Records to process
'''

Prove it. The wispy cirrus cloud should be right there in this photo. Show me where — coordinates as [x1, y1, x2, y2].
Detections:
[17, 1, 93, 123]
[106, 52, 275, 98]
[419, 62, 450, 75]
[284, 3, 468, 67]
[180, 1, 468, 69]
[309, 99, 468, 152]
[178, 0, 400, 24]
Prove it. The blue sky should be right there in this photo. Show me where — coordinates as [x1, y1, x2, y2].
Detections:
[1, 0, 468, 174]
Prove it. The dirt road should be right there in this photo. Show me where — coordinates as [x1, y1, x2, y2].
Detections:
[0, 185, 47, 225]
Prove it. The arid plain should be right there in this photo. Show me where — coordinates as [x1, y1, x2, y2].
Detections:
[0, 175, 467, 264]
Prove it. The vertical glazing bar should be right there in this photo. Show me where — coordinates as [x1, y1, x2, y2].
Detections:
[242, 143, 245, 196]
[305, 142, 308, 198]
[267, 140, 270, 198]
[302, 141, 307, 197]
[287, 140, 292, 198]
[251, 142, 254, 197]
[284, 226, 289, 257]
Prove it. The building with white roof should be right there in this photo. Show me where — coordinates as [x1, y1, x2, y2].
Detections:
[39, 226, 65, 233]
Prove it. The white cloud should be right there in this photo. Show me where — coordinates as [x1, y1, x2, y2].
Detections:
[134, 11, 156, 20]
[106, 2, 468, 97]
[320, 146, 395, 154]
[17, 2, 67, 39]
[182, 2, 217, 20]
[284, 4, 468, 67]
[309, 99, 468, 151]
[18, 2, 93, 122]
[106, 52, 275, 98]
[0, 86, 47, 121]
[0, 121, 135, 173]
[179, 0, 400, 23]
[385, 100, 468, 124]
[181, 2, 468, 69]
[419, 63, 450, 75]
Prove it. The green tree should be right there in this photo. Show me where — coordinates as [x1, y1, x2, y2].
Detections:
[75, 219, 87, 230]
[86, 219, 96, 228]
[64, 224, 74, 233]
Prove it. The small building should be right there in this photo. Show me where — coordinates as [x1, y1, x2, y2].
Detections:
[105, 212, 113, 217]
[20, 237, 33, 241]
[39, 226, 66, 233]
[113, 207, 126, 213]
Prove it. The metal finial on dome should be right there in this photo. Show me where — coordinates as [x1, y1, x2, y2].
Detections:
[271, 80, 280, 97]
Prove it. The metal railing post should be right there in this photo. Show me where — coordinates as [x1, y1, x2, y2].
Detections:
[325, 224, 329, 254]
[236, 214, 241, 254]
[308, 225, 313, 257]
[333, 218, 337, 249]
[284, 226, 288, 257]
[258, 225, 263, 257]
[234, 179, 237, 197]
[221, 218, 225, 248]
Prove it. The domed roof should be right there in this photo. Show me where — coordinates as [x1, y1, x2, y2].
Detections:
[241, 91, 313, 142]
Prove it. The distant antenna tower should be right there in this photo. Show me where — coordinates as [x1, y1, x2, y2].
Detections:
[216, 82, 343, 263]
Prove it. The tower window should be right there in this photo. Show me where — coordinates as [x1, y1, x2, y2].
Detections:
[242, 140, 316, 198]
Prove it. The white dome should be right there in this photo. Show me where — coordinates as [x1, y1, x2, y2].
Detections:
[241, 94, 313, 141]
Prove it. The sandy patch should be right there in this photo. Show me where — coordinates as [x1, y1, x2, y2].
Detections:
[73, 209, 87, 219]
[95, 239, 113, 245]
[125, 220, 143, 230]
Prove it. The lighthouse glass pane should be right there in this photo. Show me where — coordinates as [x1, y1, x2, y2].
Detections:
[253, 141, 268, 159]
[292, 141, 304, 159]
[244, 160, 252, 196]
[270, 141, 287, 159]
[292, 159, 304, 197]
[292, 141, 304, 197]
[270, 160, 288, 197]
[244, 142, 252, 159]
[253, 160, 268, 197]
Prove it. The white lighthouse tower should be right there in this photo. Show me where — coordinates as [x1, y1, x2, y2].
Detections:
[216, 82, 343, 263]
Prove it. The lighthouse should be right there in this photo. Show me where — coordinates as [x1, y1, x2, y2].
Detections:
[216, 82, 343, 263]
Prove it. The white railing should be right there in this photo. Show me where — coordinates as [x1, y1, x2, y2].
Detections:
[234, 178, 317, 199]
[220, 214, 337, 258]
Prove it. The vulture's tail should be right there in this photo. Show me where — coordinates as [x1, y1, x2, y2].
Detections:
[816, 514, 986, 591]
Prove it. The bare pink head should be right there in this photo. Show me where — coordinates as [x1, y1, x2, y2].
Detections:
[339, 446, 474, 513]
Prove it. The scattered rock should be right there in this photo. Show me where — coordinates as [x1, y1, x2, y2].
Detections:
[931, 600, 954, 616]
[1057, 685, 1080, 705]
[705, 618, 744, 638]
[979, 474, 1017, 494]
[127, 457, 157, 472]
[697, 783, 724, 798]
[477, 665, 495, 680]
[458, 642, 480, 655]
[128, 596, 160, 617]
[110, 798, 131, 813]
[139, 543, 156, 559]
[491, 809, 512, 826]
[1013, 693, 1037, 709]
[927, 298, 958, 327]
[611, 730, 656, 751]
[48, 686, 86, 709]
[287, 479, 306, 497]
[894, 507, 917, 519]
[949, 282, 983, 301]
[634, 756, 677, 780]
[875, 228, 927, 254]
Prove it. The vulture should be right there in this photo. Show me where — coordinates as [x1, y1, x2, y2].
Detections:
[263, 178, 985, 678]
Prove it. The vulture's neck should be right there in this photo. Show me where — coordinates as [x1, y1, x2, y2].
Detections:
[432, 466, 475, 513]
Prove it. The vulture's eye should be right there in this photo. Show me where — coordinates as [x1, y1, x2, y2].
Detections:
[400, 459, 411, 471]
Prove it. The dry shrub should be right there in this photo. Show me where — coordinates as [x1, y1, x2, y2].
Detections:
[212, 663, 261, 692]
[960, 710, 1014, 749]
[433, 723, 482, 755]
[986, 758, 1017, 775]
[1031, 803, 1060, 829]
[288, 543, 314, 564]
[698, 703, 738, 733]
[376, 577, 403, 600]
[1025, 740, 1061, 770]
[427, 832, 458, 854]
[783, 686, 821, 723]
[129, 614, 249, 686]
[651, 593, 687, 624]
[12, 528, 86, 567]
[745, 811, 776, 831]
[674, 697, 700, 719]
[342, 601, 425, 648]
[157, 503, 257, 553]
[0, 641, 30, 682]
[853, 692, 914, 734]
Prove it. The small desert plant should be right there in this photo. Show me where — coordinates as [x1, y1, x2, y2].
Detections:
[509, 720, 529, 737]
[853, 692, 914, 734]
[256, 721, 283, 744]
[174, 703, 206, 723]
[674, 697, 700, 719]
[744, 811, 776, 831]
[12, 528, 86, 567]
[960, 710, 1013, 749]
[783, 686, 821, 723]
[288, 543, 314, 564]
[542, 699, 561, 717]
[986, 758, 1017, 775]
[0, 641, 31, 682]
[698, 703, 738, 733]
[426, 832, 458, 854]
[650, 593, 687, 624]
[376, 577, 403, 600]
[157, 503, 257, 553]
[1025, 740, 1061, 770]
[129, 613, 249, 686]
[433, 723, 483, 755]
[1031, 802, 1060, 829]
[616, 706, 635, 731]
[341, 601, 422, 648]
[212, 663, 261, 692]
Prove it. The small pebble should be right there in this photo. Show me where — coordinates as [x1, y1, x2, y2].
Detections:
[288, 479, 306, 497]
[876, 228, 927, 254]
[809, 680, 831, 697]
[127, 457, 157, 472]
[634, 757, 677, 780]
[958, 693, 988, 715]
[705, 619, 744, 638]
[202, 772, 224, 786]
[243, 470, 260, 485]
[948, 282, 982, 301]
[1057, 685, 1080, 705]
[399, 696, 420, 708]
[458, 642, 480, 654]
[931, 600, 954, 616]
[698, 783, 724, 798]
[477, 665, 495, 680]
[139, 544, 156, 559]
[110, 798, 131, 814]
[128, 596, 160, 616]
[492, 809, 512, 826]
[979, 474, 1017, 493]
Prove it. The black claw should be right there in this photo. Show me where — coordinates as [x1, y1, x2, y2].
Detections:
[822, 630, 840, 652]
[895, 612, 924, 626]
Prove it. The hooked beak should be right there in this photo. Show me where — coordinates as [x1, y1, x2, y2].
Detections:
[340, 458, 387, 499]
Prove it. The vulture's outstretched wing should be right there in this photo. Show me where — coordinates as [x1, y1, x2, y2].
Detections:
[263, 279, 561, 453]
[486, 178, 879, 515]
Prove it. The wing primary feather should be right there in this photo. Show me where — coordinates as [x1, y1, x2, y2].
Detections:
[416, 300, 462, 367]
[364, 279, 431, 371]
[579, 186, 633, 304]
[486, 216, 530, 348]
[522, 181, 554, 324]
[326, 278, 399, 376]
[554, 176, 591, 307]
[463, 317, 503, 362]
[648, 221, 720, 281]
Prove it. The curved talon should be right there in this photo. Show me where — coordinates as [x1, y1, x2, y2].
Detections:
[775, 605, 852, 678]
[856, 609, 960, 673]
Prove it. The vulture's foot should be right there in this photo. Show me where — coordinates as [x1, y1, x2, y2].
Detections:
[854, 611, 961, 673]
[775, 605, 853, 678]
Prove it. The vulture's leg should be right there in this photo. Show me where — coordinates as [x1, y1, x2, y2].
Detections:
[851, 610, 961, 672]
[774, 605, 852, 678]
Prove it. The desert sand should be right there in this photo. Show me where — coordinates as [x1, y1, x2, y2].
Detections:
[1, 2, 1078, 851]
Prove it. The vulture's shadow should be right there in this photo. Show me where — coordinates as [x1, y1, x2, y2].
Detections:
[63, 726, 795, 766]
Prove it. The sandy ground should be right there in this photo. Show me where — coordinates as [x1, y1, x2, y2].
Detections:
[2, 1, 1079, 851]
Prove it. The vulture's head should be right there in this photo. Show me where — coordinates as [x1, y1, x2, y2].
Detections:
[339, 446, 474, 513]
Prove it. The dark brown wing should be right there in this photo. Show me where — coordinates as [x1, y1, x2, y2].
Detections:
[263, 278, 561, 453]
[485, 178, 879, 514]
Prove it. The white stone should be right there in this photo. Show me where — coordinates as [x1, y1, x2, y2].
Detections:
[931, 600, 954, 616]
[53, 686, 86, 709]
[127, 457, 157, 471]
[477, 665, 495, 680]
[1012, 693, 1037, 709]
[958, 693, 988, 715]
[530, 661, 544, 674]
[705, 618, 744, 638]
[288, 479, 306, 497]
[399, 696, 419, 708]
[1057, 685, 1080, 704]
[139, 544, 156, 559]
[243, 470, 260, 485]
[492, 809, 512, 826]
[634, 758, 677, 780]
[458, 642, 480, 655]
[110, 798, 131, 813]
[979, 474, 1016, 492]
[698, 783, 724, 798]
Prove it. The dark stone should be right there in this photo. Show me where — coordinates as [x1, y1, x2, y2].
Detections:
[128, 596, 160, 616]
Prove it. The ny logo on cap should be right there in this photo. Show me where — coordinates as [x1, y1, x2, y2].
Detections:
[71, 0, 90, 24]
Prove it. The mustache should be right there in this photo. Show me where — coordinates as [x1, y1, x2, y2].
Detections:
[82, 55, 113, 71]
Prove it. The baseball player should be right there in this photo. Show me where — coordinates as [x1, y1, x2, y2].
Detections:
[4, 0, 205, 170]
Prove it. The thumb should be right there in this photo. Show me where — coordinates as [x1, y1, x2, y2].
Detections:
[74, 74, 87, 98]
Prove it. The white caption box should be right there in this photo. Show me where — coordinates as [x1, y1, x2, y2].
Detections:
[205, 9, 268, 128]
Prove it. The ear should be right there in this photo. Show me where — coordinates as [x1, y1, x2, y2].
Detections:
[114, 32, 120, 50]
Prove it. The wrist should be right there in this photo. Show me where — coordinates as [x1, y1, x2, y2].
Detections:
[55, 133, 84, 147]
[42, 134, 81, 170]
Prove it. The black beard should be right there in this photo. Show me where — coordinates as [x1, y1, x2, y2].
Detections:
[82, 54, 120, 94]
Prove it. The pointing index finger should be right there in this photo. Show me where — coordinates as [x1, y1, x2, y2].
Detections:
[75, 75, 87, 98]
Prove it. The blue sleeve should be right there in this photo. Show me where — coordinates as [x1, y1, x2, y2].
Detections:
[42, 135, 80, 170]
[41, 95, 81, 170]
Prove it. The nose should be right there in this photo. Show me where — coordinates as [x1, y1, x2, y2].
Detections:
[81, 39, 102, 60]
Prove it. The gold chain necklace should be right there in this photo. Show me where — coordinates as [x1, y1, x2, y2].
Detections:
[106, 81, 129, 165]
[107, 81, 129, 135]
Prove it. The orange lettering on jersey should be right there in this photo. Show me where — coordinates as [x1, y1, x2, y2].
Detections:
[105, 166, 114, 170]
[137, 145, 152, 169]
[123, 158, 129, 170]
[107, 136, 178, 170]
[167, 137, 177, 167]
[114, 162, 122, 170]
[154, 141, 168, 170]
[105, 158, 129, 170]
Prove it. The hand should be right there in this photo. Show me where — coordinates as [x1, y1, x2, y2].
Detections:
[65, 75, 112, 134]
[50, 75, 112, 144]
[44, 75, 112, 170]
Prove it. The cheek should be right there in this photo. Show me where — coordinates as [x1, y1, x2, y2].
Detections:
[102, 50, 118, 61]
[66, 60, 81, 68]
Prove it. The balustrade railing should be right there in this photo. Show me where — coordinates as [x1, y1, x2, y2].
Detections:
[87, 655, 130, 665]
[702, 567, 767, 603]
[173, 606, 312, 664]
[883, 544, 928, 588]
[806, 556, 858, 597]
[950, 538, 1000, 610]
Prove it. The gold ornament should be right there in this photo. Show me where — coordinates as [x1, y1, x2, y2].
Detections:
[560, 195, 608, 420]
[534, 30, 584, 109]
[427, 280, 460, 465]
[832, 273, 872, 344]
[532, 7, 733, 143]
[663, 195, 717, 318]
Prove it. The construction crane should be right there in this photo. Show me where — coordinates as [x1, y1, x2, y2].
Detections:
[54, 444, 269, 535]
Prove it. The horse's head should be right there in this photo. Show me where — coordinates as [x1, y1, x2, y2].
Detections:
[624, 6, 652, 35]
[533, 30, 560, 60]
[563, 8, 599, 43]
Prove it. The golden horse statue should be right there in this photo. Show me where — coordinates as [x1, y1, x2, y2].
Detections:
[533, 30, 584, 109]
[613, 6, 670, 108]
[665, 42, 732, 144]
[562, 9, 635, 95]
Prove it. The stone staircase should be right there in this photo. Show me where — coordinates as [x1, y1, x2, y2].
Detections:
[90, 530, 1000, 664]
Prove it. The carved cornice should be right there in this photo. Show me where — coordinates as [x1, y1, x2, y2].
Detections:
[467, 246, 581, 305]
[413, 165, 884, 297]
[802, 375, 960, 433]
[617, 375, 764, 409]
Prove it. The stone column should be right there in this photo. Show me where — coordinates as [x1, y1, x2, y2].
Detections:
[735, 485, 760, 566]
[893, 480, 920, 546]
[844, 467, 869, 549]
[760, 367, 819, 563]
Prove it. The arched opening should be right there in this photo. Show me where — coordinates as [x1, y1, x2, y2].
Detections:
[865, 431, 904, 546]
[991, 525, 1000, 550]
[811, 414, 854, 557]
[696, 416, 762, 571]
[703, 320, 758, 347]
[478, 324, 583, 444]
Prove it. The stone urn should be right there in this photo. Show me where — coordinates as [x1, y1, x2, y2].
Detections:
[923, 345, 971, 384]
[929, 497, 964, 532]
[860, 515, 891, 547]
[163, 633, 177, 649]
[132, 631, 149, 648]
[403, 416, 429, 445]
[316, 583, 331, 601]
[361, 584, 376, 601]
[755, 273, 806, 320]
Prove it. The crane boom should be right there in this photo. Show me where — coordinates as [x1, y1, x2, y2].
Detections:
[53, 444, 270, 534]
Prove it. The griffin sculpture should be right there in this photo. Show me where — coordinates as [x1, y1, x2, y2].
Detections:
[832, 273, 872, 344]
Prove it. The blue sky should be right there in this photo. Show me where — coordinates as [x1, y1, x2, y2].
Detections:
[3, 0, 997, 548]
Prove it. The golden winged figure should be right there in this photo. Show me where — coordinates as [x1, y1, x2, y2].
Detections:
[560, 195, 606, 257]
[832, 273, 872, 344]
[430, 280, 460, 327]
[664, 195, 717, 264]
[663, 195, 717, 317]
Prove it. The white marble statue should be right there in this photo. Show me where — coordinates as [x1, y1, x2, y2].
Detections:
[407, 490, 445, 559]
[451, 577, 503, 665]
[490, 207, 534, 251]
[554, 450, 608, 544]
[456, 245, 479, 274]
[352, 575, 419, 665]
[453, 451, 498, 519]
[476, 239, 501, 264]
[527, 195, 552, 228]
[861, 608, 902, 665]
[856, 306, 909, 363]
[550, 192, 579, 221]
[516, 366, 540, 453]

'''

Aim of the exercise
Filter the entries down to the lines containing "desert". Copy each of those lines.

Exercise response
Prove it. The small desert plant should be right there in this photo. Show me where — coordinates as [x1, y1, x2, y2].
Prove it. The desert sand should be right there in this photo. Show me where — coordinates as [x1, y1, x2, y2].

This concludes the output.